■ Exercise requirements
In the entries that follow, identify the line containing "Where can the red and" and return it together with all later lines, exactly as they appear.

Object location annotation data:

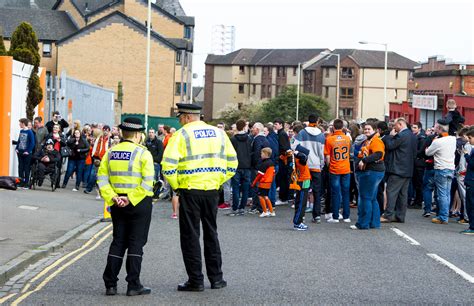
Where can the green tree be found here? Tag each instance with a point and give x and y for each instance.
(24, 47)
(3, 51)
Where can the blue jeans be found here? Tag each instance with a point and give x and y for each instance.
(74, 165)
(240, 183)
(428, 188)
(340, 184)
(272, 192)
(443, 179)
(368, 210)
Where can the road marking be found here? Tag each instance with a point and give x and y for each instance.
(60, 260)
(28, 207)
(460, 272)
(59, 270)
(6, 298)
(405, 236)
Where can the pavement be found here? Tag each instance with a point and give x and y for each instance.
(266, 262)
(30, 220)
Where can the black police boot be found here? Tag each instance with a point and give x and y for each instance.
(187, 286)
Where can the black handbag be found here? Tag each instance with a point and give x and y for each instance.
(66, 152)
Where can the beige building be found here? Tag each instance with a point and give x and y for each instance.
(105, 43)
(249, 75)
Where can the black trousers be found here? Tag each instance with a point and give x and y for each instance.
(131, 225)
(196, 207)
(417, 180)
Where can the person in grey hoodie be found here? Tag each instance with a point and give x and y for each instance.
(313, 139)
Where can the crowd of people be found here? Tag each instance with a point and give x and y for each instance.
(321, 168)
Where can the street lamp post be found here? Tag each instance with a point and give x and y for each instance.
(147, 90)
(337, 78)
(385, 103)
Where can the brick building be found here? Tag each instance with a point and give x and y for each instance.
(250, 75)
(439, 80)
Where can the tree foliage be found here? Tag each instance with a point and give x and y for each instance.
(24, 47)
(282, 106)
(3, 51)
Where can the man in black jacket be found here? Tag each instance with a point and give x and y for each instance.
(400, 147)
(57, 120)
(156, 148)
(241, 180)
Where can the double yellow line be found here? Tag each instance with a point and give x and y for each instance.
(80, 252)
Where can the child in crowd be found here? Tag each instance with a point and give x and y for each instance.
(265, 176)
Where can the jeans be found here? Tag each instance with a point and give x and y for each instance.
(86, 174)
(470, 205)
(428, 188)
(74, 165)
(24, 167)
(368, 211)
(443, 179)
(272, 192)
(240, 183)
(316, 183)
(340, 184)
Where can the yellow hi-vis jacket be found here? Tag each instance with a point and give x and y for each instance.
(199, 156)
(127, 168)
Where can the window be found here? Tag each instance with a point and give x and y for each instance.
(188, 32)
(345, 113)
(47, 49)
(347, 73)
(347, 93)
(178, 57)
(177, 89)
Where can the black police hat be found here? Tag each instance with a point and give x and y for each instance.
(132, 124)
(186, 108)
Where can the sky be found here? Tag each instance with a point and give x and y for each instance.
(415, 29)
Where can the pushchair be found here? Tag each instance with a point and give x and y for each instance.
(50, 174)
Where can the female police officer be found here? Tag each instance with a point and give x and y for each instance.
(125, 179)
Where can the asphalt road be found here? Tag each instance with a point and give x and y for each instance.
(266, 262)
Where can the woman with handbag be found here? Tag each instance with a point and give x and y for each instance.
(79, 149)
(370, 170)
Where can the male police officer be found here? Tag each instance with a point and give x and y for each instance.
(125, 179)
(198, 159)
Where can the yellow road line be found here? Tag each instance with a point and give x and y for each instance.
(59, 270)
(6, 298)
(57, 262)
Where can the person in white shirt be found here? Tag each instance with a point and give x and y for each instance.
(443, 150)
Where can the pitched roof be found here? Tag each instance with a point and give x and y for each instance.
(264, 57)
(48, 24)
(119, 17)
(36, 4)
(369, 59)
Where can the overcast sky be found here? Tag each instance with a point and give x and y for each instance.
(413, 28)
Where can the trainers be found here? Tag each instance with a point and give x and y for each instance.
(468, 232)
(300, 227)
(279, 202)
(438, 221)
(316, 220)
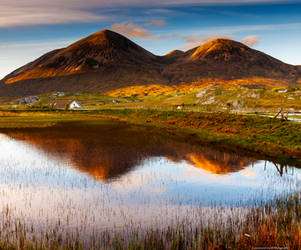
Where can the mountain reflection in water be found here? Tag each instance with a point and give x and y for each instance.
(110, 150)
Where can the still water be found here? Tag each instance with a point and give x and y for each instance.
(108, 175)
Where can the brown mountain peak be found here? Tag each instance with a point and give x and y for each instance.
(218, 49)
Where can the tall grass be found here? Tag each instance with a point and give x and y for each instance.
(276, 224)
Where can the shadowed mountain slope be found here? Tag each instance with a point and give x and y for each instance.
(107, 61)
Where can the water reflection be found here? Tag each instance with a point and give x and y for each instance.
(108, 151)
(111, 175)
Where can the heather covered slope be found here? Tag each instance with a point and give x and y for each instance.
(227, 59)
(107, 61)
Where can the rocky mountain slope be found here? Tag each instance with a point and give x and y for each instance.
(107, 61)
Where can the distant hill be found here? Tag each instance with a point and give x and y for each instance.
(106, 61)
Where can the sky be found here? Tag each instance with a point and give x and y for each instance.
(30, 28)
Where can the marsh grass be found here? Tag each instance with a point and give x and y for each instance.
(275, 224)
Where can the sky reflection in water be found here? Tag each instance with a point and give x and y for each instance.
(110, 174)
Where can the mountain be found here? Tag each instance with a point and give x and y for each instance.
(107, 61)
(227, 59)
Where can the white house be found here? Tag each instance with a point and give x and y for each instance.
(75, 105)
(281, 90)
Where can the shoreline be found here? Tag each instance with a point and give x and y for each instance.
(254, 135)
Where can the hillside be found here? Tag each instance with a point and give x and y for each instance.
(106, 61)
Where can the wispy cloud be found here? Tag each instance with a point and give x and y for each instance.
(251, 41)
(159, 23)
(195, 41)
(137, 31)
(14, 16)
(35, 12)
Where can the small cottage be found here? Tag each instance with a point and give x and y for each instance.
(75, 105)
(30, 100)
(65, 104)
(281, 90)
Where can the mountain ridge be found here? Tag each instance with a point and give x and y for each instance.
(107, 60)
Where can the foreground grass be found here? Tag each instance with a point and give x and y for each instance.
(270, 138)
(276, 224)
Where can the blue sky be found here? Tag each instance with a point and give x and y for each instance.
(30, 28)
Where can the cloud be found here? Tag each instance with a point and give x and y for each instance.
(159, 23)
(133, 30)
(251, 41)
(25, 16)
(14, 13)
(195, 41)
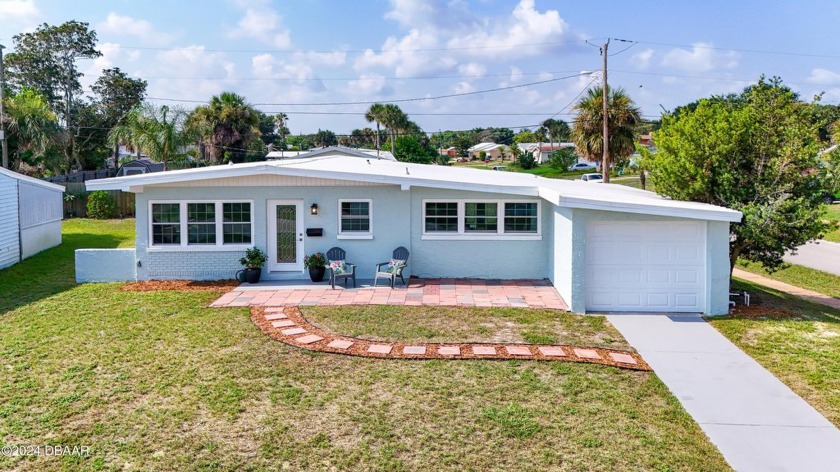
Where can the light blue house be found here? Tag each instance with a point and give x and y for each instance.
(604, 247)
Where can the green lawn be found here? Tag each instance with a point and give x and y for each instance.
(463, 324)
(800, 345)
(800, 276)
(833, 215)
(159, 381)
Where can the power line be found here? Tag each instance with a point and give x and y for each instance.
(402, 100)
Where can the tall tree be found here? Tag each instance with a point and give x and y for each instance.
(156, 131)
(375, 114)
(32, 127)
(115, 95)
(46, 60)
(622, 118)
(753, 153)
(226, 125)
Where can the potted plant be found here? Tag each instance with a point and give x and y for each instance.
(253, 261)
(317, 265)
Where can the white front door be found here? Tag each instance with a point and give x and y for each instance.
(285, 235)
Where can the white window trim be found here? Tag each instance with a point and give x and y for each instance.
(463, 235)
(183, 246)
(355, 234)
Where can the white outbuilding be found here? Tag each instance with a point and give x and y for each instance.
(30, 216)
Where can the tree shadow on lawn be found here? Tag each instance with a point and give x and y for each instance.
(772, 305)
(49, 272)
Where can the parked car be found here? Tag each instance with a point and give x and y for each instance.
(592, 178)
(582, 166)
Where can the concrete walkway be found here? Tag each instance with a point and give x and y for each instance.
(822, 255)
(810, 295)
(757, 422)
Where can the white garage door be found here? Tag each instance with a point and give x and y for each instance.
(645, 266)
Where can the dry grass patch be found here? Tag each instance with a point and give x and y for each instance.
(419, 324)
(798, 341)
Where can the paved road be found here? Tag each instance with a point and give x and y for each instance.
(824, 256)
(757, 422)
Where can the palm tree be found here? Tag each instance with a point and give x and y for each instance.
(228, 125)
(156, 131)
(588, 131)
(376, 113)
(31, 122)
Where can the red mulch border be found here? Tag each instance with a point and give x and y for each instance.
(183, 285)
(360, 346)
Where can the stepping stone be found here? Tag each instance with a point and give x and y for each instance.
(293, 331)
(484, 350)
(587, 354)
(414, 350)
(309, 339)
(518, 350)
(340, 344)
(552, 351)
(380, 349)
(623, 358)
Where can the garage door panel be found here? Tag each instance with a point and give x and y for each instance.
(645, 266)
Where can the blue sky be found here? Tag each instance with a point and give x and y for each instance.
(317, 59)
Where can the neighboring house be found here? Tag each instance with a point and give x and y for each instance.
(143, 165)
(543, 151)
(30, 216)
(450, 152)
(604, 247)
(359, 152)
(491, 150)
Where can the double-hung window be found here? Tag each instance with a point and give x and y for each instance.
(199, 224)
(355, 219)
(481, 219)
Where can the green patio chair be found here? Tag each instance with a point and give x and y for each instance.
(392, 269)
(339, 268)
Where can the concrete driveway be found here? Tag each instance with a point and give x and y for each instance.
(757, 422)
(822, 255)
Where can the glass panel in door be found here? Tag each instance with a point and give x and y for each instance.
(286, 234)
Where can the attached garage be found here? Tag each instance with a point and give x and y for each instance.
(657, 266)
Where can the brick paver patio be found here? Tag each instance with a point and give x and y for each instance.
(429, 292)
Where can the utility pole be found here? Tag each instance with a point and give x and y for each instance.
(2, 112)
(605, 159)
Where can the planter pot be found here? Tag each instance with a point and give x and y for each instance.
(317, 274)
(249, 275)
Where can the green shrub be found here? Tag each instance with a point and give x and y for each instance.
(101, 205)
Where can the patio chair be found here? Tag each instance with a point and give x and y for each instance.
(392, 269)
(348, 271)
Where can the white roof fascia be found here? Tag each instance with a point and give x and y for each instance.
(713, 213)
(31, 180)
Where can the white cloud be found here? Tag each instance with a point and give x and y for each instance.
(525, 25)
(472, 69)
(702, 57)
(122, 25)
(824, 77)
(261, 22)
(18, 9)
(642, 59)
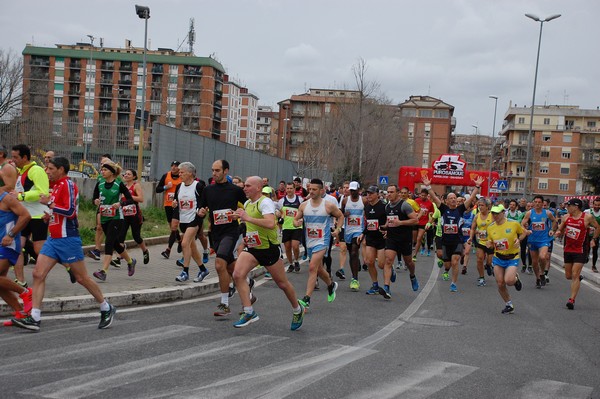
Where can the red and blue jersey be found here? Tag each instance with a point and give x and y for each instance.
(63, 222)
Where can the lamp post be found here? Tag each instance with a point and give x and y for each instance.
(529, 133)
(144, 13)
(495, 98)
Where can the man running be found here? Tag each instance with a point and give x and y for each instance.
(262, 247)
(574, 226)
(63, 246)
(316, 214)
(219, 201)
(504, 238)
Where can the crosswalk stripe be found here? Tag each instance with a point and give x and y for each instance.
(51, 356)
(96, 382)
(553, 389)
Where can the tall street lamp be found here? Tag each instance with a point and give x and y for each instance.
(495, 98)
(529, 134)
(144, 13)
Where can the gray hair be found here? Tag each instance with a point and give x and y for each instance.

■ Response for this exercise
Where can the red and blue jersey be found here? Tag each instance with a point and give x and y for each instance.
(63, 222)
Where can the lamp post be found here? Tag each instance with a point and give x and y for each instance.
(529, 133)
(144, 13)
(495, 98)
Where can the man running be found here? Tag each instance with a point and give x and y for each instance.
(262, 247)
(574, 226)
(63, 246)
(316, 214)
(219, 201)
(504, 238)
Where can the crosswalk stripe be found here? Tag each instance with a point and give x and y for each instance.
(51, 356)
(96, 382)
(553, 389)
Where can the tall street lamp be found here? Tag each instance with a point and give x and y for each instance.
(495, 98)
(529, 134)
(144, 13)
Where can the gray hair be found here? Tag each instance with a point and give x and y for each instance.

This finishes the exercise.